__DIRECTIVE__
Leaving out the pictures, transcribe all of the records faithfully.
-=-=-
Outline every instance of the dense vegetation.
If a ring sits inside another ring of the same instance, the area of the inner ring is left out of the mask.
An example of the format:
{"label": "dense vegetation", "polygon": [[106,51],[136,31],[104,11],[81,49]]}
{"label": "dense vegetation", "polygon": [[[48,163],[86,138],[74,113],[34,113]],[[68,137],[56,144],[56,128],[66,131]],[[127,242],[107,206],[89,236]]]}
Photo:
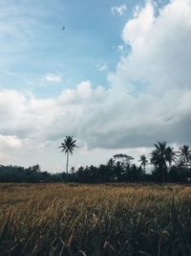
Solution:
{"label": "dense vegetation", "polygon": [[[67,145],[67,143],[69,145]],[[184,145],[175,151],[165,142],[159,142],[149,156],[139,156],[138,165],[133,163],[134,158],[127,154],[116,154],[106,164],[98,167],[87,166],[77,170],[71,169],[68,173],[69,152],[73,151],[75,141],[66,137],[61,148],[67,153],[66,173],[49,174],[40,172],[38,165],[22,168],[17,166],[0,166],[0,182],[60,182],[78,183],[105,182],[178,182],[189,183],[191,180],[191,150]],[[72,148],[66,147],[71,146]],[[149,168],[150,173],[146,172]]]}
{"label": "dense vegetation", "polygon": [[0,255],[191,255],[185,185],[1,184]]}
-=-=-
__FINISHED TASK__
Outline every instance of the dense vegetation.
If a ring sits inside another ring of the same instance, the area of the inner ring is left out of the mask.
An example of the format:
{"label": "dense vegetation", "polygon": [[106,51],[136,31],[104,11],[81,49]]}
{"label": "dense vegetation", "polygon": [[[48,163],[86,138],[74,113],[34,113]],[[68,137],[56,144],[56,128],[66,131]],[[127,242],[107,206],[89,236]]]}
Photo:
Solution:
{"label": "dense vegetation", "polygon": [[[67,145],[67,143],[69,145]],[[184,145],[175,151],[165,142],[159,142],[149,156],[139,156],[138,165],[133,163],[134,158],[127,154],[116,154],[106,164],[98,167],[87,166],[77,170],[71,169],[68,173],[69,152],[73,151],[75,141],[66,137],[61,148],[67,153],[66,173],[49,174],[40,172],[38,165],[22,168],[17,166],[0,166],[0,182],[60,182],[78,183],[105,182],[178,182],[189,183],[191,180],[191,150]],[[72,148],[66,147],[71,146]],[[149,168],[150,173],[146,172]]]}
{"label": "dense vegetation", "polygon": [[0,255],[191,255],[185,185],[1,184]]}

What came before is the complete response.